PASSAGE PROVIDED:
Ketchum has been working in pediatrics for 18 years and is currently pursuing her doctorate at Philadelphia University. Ketchum lives in Lititz, PA with her husband and two daughters and enjoys running marathons and half-marathons and directing elementary school musicals in her spare time.
Believe it or not, babies are communicating with us from the moment they are born and I’m not just referring to crying. Babies use sounds, facial expressions and movements to tell us how they feel. Even two-pound premature babies in the neonatal intensive care unit are beginning to communicate.
Of course, babies this young are not communicating with intention, or using “intentional communication,” however they are using “reflexive communication.”
Reflexive communication is involuntary movements, sounds, or facial expressions in response to pleasure or discomfort.
Babies typically show signs of overstimulation or stress in their body movements and bodily functions to let us know when they need a break. Signs of stress in a newborn baby include extending arms and splaying fingers, holding legs out straight, arching back, and turning their head away. Some more discreet signs of stress can be excessive hiccupping, yawning or sneezing.
These are all ways that babies are telling us they need some time to re-group. Even if your baby is not crying, he may be trying to send you cues that he is in need of a break from all the action. If you see two or three of these signs at once, maybe swaddle your baby. Also, hold her close so she can feel safe and calm again like she felt in the womb.
By approximately six weeks, babies begin to smile in response to pleasure and connection with others. As younger babies seem to smile. It is usually just a grimace, but by six weeks, babies can recognize pleasure and respond to it intentionally. By three to four months, babies are typically laughing out loud. Try to make your baby laugh every day. Just like adults, laughing releases endorphins in babies, boosting their mood.
Usually by six months babies begin to babble, producing more complex sounds. This is the beginning of intentional communication. It is important that parents respond to baby’s communication to start the back and forth that is so important for early development. A recent study out of Harvard and MIT found that the back and forth interactions between babies and caregivers is the strongest predictor of future language and academic skills, so keep those interactions going all day long.

PROVIDED INFORMATION:
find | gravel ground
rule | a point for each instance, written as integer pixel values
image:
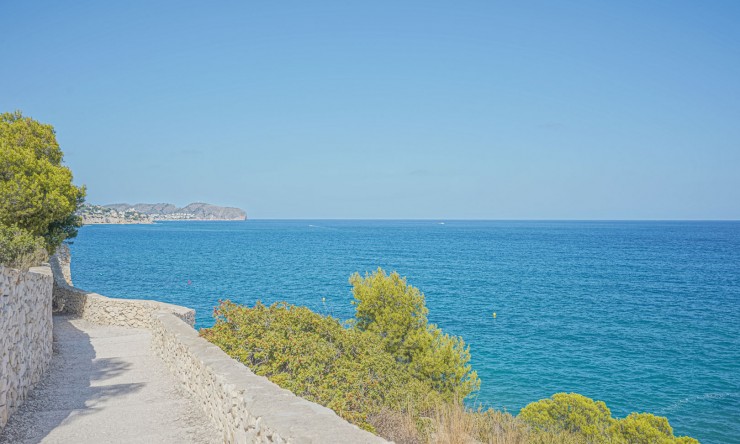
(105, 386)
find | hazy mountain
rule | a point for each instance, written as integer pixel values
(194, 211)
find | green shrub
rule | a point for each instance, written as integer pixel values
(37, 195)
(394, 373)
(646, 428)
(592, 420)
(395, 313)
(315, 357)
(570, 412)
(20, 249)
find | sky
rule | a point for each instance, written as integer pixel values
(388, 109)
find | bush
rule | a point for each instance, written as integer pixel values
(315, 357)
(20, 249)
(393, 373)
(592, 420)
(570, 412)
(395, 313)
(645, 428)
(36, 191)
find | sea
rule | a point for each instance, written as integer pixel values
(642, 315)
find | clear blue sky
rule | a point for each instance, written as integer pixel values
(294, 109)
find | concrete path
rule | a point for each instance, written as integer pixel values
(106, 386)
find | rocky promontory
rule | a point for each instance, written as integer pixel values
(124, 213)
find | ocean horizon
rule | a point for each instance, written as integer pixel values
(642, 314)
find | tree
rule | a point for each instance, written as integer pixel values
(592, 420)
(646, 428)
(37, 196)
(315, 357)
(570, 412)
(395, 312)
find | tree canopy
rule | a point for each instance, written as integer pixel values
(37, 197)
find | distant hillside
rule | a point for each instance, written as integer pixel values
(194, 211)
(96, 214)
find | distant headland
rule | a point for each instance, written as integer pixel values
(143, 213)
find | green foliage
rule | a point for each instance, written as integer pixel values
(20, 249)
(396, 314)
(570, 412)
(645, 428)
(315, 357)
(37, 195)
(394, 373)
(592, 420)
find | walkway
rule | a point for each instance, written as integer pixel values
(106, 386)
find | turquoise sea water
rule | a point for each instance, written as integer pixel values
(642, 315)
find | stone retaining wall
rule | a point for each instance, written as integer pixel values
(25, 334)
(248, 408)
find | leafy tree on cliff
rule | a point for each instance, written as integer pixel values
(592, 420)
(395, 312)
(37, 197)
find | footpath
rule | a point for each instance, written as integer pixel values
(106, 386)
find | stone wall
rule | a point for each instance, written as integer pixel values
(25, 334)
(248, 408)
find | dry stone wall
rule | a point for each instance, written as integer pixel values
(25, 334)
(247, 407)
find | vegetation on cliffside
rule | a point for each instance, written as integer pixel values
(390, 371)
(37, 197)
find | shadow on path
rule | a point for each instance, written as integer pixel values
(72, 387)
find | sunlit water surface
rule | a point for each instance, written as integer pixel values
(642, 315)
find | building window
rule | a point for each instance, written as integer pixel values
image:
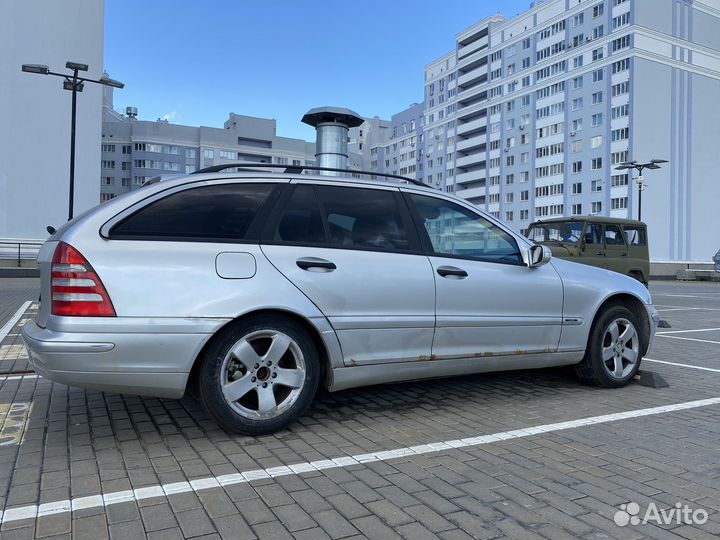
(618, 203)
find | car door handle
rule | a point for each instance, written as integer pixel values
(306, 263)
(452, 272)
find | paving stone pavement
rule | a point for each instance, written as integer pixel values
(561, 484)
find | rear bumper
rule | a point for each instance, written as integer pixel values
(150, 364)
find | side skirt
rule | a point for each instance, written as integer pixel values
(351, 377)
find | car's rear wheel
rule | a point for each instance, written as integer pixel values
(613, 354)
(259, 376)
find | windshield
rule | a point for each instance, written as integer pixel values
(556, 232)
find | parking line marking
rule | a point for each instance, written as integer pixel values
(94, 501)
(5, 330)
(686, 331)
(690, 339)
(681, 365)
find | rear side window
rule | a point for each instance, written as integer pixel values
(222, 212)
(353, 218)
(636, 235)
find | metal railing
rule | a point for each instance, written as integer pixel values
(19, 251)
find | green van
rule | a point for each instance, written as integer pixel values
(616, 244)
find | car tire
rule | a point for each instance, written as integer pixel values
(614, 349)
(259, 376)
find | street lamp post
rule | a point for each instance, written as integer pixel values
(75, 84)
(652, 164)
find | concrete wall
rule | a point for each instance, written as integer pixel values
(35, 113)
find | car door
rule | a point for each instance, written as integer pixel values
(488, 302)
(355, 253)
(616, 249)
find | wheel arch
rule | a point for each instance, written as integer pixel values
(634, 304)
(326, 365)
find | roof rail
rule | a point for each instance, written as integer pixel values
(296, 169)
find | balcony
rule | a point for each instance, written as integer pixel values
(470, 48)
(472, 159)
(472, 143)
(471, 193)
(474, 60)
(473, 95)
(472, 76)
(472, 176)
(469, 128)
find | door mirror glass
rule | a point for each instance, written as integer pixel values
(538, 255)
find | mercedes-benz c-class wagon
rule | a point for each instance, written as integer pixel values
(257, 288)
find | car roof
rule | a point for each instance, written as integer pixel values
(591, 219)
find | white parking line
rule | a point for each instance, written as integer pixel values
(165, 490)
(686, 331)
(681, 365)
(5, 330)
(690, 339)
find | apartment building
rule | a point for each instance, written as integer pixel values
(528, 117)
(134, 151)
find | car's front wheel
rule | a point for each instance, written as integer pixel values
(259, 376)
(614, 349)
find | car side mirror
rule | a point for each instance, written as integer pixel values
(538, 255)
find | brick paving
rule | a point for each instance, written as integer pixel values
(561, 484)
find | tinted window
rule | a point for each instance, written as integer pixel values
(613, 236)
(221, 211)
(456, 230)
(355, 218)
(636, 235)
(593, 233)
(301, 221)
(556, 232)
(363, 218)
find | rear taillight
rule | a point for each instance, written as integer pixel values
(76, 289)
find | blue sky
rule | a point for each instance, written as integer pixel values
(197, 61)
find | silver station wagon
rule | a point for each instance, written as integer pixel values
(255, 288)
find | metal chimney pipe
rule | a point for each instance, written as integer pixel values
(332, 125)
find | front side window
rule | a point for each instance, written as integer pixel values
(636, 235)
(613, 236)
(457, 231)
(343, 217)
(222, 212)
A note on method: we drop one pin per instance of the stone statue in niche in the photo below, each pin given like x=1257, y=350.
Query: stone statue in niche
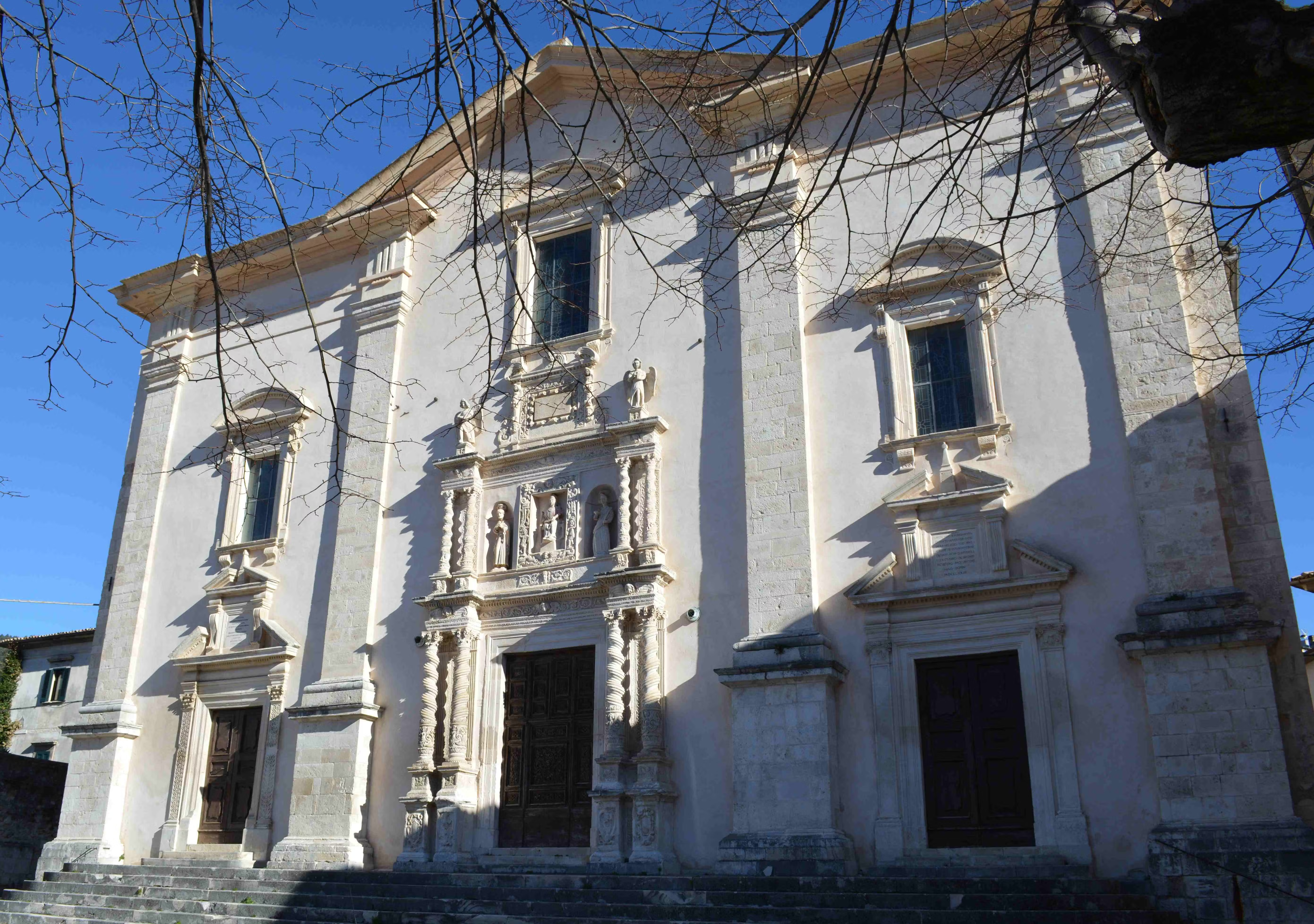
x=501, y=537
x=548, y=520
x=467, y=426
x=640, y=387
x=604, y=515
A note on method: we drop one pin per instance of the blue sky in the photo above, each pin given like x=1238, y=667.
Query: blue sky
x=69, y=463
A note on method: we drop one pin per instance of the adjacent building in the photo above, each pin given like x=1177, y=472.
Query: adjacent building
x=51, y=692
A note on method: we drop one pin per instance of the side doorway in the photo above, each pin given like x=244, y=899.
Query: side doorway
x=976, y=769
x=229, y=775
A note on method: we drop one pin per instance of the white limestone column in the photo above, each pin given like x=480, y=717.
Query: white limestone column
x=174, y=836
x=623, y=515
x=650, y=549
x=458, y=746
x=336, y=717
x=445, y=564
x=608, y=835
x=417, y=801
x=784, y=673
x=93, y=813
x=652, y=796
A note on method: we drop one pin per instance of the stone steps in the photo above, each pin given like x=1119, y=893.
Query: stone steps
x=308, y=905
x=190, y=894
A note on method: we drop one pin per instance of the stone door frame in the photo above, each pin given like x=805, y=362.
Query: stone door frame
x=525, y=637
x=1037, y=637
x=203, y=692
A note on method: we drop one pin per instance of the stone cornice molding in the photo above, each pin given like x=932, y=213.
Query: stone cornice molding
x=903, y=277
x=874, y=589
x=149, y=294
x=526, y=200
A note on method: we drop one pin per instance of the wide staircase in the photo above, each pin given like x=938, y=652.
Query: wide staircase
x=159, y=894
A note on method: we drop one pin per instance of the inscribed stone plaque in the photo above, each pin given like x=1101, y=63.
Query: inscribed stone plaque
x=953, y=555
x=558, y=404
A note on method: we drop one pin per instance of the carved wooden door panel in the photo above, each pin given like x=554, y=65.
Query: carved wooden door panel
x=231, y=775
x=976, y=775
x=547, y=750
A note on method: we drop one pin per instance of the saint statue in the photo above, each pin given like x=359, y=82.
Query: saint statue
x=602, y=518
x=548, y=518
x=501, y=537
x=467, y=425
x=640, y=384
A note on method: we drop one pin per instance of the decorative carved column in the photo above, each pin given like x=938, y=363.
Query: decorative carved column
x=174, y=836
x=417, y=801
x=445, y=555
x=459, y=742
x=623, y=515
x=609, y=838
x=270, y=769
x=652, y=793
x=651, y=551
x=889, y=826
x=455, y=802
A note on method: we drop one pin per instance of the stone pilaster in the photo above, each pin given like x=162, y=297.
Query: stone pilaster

TASK: List every sign of stress in a newborn that the passage on how babies communicate names, including the more discreet ones. The rows have nothing to do with the passage on how babies communicate.

ANSWER TO THIS PROBLEM:
- Extending arms and splaying fingers
- Holding legs out straight
- Arching back
- Turning the head away
- Excessive hiccupping
- Yawning
- Sneezing